**WHAT IS EXPECTED**
Return the part of the supplier risk scoring explanation below between "Imagine you have" and "risk (serious problems)", inclusive, copied word for word.

**SOURCE**
Supplier_Risk_Starbucks

How the Supplier News Risk Scoring AI Works (Simple Explanation)

Think of this AI system as a news analyst for Starbucks’ suppliers. It reads news articles about your suppliers and tells you if there are red flags that could disrupt your coffee supply chain.

The Big Picture

Imagine you have a coffee supplier in Brazil. One day, a news article comes out saying:

“Factory closes after environmental violations. Workers staged a strike over unsafe conditions. Company faces bankruptcy risk.”

The AI reads this article and asks itself: “How risky is this supplier right now?” Then it gives you a score from 0 to 100.

0–30 = Low risk (probably fine)
31–50 = Moderate risk (pay attention)
51–80 = High risk (serious problems)
81–100 = Severe risk (major trouble)

How It Works (Like a Detective)

The AI acts like a trained detective investigating a supplier. It looks for clues:

1. What’s the Mood of the Article? (Sentiment)

The AI reads the tone of the article—is it positive or negative?

Positive tone = Good news → Lower risk
Negative tone = Bad news → Higher risk

It’s like if I told you, “The factory is thriving!” vs. “The factory is collapsing!”

2. What Problems Are Mentioned? (Risk Themes)

The AI looks for specific danger words in four categories:

Category	Warning Signs
Labor Violations	strike, union dispute, worker injury, unsafe conditions
Environmental Damage	pollution, spill, waste, contamination
Political Instability	protest, sanction, military unrest
Financial Distress	bankruptcy, debt, credit rating downgrade

When it finds these keywords, it’s like finding clues at a crime scene. More clues = bigger problem.

3. How Intense Are the Problems? (Keyword Density)

The AI counts how many risk keywords appear relative to article length.

**EXTRACTED INFORMATION**
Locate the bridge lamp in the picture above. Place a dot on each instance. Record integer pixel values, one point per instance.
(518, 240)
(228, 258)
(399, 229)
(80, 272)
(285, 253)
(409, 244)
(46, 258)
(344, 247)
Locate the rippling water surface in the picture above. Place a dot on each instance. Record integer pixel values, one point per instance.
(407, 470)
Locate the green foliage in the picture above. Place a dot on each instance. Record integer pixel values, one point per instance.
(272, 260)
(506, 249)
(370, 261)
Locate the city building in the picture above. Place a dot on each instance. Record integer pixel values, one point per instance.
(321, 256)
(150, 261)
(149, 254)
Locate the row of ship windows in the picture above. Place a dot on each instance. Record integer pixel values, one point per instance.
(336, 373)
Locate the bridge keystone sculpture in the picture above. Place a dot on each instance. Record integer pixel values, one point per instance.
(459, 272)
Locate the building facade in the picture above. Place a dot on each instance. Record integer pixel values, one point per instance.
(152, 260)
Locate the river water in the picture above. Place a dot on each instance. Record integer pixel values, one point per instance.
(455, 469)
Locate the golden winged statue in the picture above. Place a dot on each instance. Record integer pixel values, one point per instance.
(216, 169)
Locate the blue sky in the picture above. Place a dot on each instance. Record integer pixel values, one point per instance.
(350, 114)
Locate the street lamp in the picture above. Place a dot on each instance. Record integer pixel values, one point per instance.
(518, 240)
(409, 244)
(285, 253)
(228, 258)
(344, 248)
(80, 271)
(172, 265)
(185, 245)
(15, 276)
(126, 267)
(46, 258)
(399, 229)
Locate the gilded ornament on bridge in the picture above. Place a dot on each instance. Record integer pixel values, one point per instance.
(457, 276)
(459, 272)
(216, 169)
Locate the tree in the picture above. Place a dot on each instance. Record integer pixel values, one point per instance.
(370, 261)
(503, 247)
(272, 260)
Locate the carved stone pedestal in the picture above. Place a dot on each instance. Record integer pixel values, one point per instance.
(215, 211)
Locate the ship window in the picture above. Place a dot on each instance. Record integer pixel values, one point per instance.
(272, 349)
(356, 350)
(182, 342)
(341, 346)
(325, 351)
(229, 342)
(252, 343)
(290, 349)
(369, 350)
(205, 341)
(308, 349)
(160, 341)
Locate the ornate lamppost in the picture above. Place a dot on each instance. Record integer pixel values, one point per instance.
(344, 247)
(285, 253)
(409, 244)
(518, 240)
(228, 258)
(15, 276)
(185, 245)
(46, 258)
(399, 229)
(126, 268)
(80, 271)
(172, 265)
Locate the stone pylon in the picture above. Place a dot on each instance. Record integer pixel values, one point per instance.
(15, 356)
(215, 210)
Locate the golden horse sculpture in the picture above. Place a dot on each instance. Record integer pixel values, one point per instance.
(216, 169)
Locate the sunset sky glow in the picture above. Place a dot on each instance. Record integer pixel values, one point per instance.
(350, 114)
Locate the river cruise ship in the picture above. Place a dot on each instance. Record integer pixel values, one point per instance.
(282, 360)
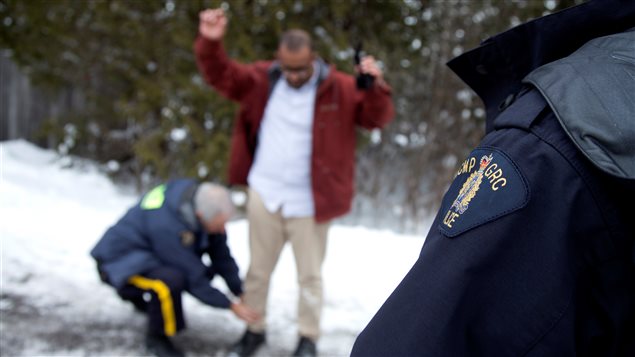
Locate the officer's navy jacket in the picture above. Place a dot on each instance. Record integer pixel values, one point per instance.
(161, 230)
(533, 250)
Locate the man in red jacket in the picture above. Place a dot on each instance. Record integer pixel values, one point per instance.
(294, 146)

**THE SOLUTION**
Imagine you have a coffee supplier in Brazil. One day, a news article comes out saying:

“Factory closes after environmental violations. Workers staged a strike over unsafe conditions. Company faces bankruptcy risk.”

The AI reads this article and asks itself: “How risky is this supplier right now?” Then it gives you a score from 0 to 100.

0–30 = Low risk (probably fine)
31–50 = Moderate risk (pay attention)
51–80 = High risk (serious problems)